> [Given task]:
Copy verbatim the lines of the listing below, starting at the line that contains "Provide an outline for every instance of the woman's eye." and ending at the line that contains "MULTIPOLYGON (((179 266, 182", with both of those lines included.

> [Excerpted data]:
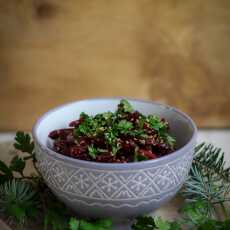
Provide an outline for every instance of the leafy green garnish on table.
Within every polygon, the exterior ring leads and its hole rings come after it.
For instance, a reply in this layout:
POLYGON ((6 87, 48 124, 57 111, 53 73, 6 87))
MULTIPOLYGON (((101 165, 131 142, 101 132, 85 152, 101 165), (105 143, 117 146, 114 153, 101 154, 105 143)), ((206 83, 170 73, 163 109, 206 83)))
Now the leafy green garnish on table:
POLYGON ((70 230, 110 230, 112 228, 112 221, 109 219, 88 221, 72 217, 69 227, 70 230))
POLYGON ((13 179, 0 185, 0 210, 23 224, 35 218, 38 211, 38 194, 29 182, 13 179))

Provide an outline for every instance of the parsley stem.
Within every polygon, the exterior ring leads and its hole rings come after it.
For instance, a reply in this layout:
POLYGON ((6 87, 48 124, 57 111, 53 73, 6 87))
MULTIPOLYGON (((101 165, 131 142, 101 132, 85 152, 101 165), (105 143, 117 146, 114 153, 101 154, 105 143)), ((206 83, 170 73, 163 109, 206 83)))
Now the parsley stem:
POLYGON ((224 204, 222 202, 220 203, 220 206, 221 206, 221 209, 223 211, 224 218, 228 219, 228 212, 227 212, 227 210, 226 210, 226 208, 225 208, 225 206, 224 206, 224 204))

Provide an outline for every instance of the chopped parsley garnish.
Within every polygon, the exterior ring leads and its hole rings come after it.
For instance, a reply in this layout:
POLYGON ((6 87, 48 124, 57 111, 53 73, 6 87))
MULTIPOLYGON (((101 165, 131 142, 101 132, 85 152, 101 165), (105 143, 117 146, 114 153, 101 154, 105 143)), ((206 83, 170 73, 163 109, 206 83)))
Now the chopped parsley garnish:
POLYGON ((175 148, 168 122, 135 111, 126 99, 120 101, 115 112, 94 116, 82 112, 72 124, 73 129, 53 131, 50 137, 55 140, 57 152, 78 159, 142 161, 171 153, 175 148))

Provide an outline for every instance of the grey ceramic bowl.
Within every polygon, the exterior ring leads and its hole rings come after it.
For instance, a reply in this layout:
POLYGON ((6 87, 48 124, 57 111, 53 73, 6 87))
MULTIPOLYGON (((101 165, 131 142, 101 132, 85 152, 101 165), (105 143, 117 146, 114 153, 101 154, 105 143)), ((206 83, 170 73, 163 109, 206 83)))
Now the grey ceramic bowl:
POLYGON ((166 118, 178 150, 136 163, 96 163, 60 155, 48 134, 67 127, 82 111, 91 115, 114 111, 120 98, 76 101, 44 114, 33 128, 38 168, 56 196, 87 217, 135 217, 169 201, 184 183, 193 158, 197 128, 186 114, 152 101, 128 99, 143 114, 166 118))

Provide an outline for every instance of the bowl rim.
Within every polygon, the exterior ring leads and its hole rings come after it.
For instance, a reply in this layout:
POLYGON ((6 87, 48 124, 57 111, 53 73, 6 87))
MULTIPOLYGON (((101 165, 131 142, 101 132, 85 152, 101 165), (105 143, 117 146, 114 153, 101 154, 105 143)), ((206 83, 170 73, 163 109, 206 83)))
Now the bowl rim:
MULTIPOLYGON (((173 159, 176 159, 177 157, 182 157, 187 150, 191 150, 194 148, 194 145, 196 144, 196 140, 197 140, 197 133, 198 133, 198 129, 197 126, 195 124, 195 122, 192 120, 192 118, 190 118, 186 113, 182 112, 181 110, 169 106, 167 104, 162 104, 159 102, 155 102, 152 100, 146 100, 146 99, 137 99, 137 98, 132 98, 132 97, 96 97, 96 98, 86 98, 86 99, 81 99, 81 100, 75 100, 75 101, 71 101, 68 103, 64 103, 62 105, 59 105, 55 108, 52 108, 50 110, 48 110, 46 113, 44 113, 42 116, 40 116, 40 118, 37 119, 37 121, 35 122, 35 124, 33 125, 32 128, 32 137, 35 143, 37 143, 42 150, 46 150, 46 153, 49 154, 51 157, 54 157, 56 159, 59 160, 64 160, 67 162, 71 162, 71 163, 76 163, 76 164, 82 164, 82 165, 88 165, 88 166, 93 166, 93 167, 97 167, 97 166, 102 166, 102 167, 106 167, 106 168, 110 168, 110 167, 114 167, 114 166, 119 166, 120 169, 123 168, 127 168, 127 166, 140 166, 140 165, 149 165, 149 164, 158 164, 160 165, 160 163, 163 161, 171 161, 173 159), (95 162, 95 161, 86 161, 86 160, 80 160, 80 159, 76 159, 76 158, 72 158, 72 157, 68 157, 62 154, 59 154, 55 151, 53 151, 52 149, 50 149, 48 146, 44 145, 41 143, 41 141, 39 140, 39 136, 37 134, 37 130, 39 128, 40 123, 47 117, 49 116, 51 113, 58 111, 59 109, 63 109, 66 106, 78 103, 78 102, 87 102, 87 101, 102 101, 102 100, 121 100, 121 99, 127 99, 128 101, 135 101, 135 102, 142 102, 142 103, 147 103, 147 104, 152 104, 152 105, 157 105, 157 106, 161 106, 164 109, 168 109, 168 110, 173 110, 176 113, 179 113, 181 116, 183 116, 191 125, 192 129, 193 129, 193 134, 192 137, 190 138, 190 140, 181 148, 177 149, 176 151, 156 158, 156 159, 152 159, 152 160, 146 160, 146 161, 139 161, 139 162, 129 162, 129 163, 102 163, 102 162, 95 162)), ((48 137, 47 137, 48 138, 48 137)))

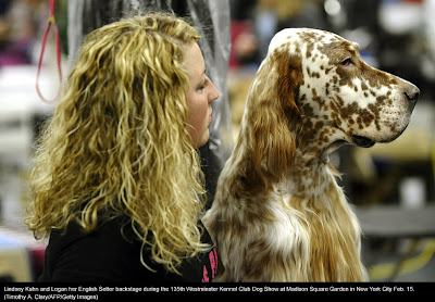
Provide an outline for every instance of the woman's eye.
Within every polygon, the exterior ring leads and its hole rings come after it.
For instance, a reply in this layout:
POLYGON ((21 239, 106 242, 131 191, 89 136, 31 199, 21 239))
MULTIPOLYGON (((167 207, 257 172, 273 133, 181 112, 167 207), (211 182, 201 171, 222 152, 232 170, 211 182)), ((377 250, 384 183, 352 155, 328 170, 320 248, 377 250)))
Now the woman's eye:
POLYGON ((352 64, 352 59, 347 58, 344 61, 341 61, 341 66, 349 66, 350 64, 352 64))
POLYGON ((204 81, 201 84, 201 86, 199 87, 199 90, 204 90, 206 86, 207 86, 207 80, 204 80, 204 81))

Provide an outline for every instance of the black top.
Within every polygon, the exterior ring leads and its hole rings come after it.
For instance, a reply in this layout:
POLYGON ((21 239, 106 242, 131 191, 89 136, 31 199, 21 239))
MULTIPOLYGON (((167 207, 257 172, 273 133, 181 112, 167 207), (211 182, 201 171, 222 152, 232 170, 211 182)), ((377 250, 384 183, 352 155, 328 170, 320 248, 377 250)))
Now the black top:
MULTIPOLYGON (((147 264, 157 269, 156 273, 149 270, 140 263, 141 243, 138 240, 127 241, 121 232, 123 229, 128 238, 128 226, 116 218, 88 234, 76 224, 70 225, 65 235, 52 230, 39 281, 209 282, 214 278, 217 269, 215 248, 184 261, 177 268, 182 275, 151 262, 149 252, 148 259, 145 252, 147 264)), ((206 228, 201 242, 212 246, 206 228)))

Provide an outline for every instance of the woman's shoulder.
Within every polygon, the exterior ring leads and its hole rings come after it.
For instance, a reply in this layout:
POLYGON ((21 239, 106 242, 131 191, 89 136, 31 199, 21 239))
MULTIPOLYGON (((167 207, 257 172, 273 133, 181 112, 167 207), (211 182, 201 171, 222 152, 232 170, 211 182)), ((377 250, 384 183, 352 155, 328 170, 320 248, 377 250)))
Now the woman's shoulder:
MULTIPOLYGON (((179 266, 182 275, 167 272, 150 261, 148 249, 134 239, 133 229, 125 218, 109 219, 94 231, 86 232, 78 224, 69 226, 65 234, 53 231, 46 251, 42 280, 110 280, 110 281, 211 281, 217 269, 214 248, 185 260, 179 266), (140 262, 144 261, 152 272, 140 262)), ((201 238, 212 244, 207 230, 201 238)))

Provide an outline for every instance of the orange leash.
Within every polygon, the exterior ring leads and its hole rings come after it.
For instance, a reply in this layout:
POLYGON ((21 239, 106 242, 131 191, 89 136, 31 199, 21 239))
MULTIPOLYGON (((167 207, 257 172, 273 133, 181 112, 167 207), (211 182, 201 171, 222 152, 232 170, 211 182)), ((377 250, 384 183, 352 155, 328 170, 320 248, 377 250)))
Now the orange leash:
POLYGON ((50 17, 48 18, 47 28, 46 28, 46 32, 44 33, 44 37, 42 37, 42 47, 41 47, 41 52, 39 55, 38 71, 36 74, 36 92, 38 93, 39 98, 42 101, 52 103, 59 99, 59 97, 61 95, 61 90, 62 90, 61 41, 60 41, 60 37, 59 37, 58 25, 55 24, 55 18, 54 18, 54 0, 50 0, 50 17), (55 38, 55 52, 57 52, 58 72, 59 72, 59 88, 58 88, 58 92, 57 92, 55 97, 53 99, 49 100, 49 99, 46 99, 40 91, 39 75, 40 75, 41 65, 42 65, 44 52, 46 50, 47 38, 48 38, 48 34, 50 33, 51 26, 53 27, 54 38, 55 38))

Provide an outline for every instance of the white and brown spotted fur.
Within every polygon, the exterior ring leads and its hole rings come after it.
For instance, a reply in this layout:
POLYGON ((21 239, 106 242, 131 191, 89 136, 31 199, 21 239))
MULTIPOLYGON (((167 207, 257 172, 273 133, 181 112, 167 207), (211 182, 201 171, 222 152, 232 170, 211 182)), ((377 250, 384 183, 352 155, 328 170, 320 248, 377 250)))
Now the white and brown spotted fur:
POLYGON ((335 34, 276 34, 203 218, 219 250, 219 280, 364 280, 361 229, 328 154, 344 143, 396 139, 419 93, 335 34))

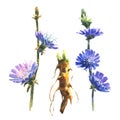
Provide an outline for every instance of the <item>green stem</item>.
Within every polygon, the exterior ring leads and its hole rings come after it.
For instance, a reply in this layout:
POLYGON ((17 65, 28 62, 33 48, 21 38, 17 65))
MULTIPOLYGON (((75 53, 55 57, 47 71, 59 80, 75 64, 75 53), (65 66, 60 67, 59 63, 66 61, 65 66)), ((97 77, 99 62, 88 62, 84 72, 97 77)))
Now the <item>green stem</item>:
MULTIPOLYGON (((87 43, 87 49, 90 49, 90 39, 87 39, 88 43, 87 43)), ((89 76, 92 74, 92 70, 90 70, 89 68, 89 76)), ((91 89, 92 89, 92 111, 94 111, 94 86, 91 85, 91 89)))
POLYGON ((87 49, 90 49, 90 40, 88 39, 87 49))
POLYGON ((31 85, 29 110, 31 110, 31 108, 33 106, 33 94, 34 94, 34 83, 32 83, 32 85, 31 85))
POLYGON ((92 88, 92 111, 94 111, 94 88, 92 88))
MULTIPOLYGON (((38 19, 40 18, 41 16, 39 15, 39 9, 38 7, 35 8, 35 15, 34 15, 34 19, 35 19, 35 22, 36 22, 36 31, 38 32, 39 31, 39 22, 38 22, 38 19)), ((39 39, 37 39, 37 49, 39 48, 40 46, 40 43, 39 43, 39 39)), ((39 52, 37 50, 37 58, 36 58, 36 61, 37 61, 37 64, 39 65, 39 52)))

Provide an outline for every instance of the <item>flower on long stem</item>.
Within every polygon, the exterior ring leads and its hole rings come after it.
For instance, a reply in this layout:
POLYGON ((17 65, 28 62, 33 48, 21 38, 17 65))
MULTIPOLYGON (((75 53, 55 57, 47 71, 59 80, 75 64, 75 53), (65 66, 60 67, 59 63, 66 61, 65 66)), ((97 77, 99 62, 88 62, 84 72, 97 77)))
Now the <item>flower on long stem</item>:
POLYGON ((43 52, 46 48, 58 49, 57 44, 54 43, 55 41, 52 40, 51 36, 48 35, 47 33, 43 34, 41 31, 39 31, 39 32, 36 31, 35 35, 36 35, 37 39, 39 39, 41 42, 41 45, 37 48, 39 53, 43 54, 43 52))
POLYGON ((30 91, 30 102, 29 110, 31 110, 33 105, 33 94, 34 94, 34 84, 36 82, 36 72, 38 69, 38 64, 35 62, 23 63, 15 66, 9 74, 10 80, 15 83, 22 83, 28 85, 27 92, 30 91))
POLYGON ((84 68, 84 70, 96 69, 96 67, 99 66, 99 58, 100 56, 98 53, 95 53, 93 50, 86 49, 85 52, 82 51, 82 53, 80 53, 77 57, 76 65, 78 67, 84 68))
POLYGON ((18 64, 9 74, 10 80, 15 83, 28 83, 36 73, 38 65, 35 62, 18 64))
POLYGON ((97 28, 88 28, 88 29, 80 30, 80 32, 77 33, 84 35, 87 40, 93 39, 96 36, 100 36, 103 34, 103 32, 101 32, 100 29, 97 28))
POLYGON ((108 78, 104 76, 103 73, 98 72, 98 71, 95 74, 92 73, 89 76, 89 80, 96 90, 101 91, 101 92, 109 92, 110 84, 106 83, 108 78))

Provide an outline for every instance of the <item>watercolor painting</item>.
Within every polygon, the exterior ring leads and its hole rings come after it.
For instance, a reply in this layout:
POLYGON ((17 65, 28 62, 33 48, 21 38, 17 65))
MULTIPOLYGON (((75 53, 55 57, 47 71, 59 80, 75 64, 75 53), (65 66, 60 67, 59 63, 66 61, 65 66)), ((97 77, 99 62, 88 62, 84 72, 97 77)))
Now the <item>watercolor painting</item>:
POLYGON ((119 119, 118 2, 0 2, 0 119, 119 119))

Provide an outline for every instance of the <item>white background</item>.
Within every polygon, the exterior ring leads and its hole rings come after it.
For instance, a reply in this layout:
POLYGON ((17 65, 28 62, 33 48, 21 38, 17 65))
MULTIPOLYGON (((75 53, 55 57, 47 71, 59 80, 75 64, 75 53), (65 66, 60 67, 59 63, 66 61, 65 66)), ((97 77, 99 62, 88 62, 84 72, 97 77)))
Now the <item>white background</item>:
MULTIPOLYGON (((1 120, 65 120, 65 119, 120 119, 119 93, 119 40, 120 14, 118 0, 1 0, 0 1, 0 119, 1 120), (29 93, 26 87, 9 81, 10 70, 17 64, 36 60, 34 8, 38 6, 42 17, 40 30, 52 34, 59 44, 58 50, 46 49, 40 58, 35 86, 34 105, 29 111, 29 93), (104 34, 91 40, 91 48, 100 54, 97 68, 109 79, 109 93, 95 92, 95 111, 91 110, 91 90, 88 72, 75 66, 77 55, 86 48, 85 38, 76 34, 83 29, 79 20, 81 9, 92 18, 91 27, 101 28, 104 34), (73 87, 79 102, 73 97, 64 114, 59 112, 61 95, 56 93, 54 116, 49 113, 48 98, 57 64, 56 53, 65 49, 73 69, 73 87)), ((57 86, 57 85, 56 85, 57 86)))

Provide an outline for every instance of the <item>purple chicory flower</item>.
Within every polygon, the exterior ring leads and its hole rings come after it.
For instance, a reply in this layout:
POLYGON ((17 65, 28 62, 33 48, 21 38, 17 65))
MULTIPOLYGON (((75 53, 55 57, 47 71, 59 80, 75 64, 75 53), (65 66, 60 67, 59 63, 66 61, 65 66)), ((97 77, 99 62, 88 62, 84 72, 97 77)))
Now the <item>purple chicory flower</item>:
POLYGON ((96 88, 98 91, 109 92, 110 84, 106 83, 108 78, 105 77, 103 73, 98 72, 98 71, 95 74, 92 73, 89 76, 89 80, 91 84, 93 85, 93 87, 96 88))
POLYGON ((99 66, 99 58, 98 53, 95 53, 95 51, 91 49, 86 49, 85 52, 82 51, 82 53, 79 54, 75 63, 78 67, 84 68, 84 70, 92 70, 92 68, 96 69, 96 67, 99 66))
POLYGON ((35 62, 18 64, 11 70, 10 80, 15 83, 27 83, 35 75, 37 68, 35 62))
POLYGON ((93 39, 96 36, 100 36, 103 34, 103 32, 101 32, 100 29, 96 29, 96 28, 88 28, 88 29, 80 30, 80 32, 77 33, 84 35, 87 40, 93 39))

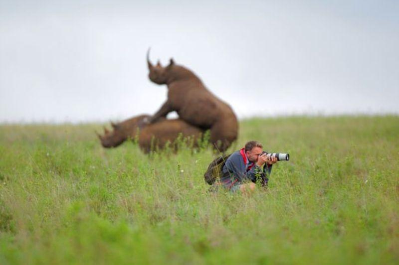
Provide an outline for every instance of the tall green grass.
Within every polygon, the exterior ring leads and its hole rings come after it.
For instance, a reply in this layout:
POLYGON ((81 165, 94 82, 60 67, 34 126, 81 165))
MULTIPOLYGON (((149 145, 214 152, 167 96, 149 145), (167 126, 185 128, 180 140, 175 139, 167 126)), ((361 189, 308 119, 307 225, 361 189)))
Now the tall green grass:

> [Task output]:
Provide an outline for every instance of the woman's eye.
Within every polygon, the exterior ring leads and its hole rings come after it.
For instance, a reply in this layout:
POLYGON ((21 239, 106 242, 131 191, 89 136, 31 199, 21 239))
MULTIPOLYGON (((167 207, 257 172, 273 133, 181 112, 167 207), (211 182, 201 171, 222 152, 232 170, 211 182)), ((377 250, 384 183, 352 155, 328 170, 320 248, 377 250)))
Now the woman's eye:
POLYGON ((352 64, 352 59, 347 58, 344 61, 341 61, 341 66, 349 66, 350 64, 352 64))
POLYGON ((204 81, 201 84, 201 86, 199 87, 199 90, 204 90, 206 86, 207 86, 207 80, 204 80, 204 81))

Provide an outline for every instance of the black top.
Within every polygon, the exterior ring leads and its hole rings come after it.
For instance, a reply in this layout:
POLYGON ((21 239, 106 242, 131 191, 89 136, 31 199, 21 239))
MULTIPOLYGON (((167 207, 257 172, 273 133, 181 112, 167 207), (211 182, 201 171, 222 152, 232 170, 211 182)), ((377 250, 384 183, 352 155, 328 170, 320 248, 377 250)))
Now the black top:
MULTIPOLYGON (((147 264, 157 269, 156 273, 149 270, 140 263, 141 243, 138 240, 127 241, 121 232, 123 229, 128 238, 128 226, 116 218, 88 234, 76 224, 70 225, 65 235, 52 230, 39 281, 209 282, 214 278, 217 269, 215 248, 184 261, 177 268, 182 275, 151 262, 149 252, 148 259, 145 252, 147 264)), ((206 228, 201 242, 212 246, 206 228)))

Provide an outline for every instance of the woman's shoulder.
Within every polygon, the exterior ring leads and its hole rings come after it.
For instance, a reply in this layout:
POLYGON ((21 239, 106 242, 131 191, 89 136, 31 199, 21 239))
MULTIPOLYGON (((167 207, 257 172, 273 133, 181 112, 167 207), (211 182, 201 171, 222 152, 232 170, 211 182)), ((377 250, 384 183, 352 155, 328 170, 320 248, 377 250)))
Now the woman's shoulder:
MULTIPOLYGON (((179 266, 182 275, 167 272, 150 261, 148 249, 134 239, 133 229, 125 218, 109 219, 94 231, 86 232, 78 224, 69 226, 65 234, 53 231, 46 251, 42 280, 110 280, 110 281, 211 281, 217 269, 214 248, 185 260, 179 266), (140 262, 144 261, 152 272, 140 262)), ((201 238, 212 244, 207 230, 201 238)))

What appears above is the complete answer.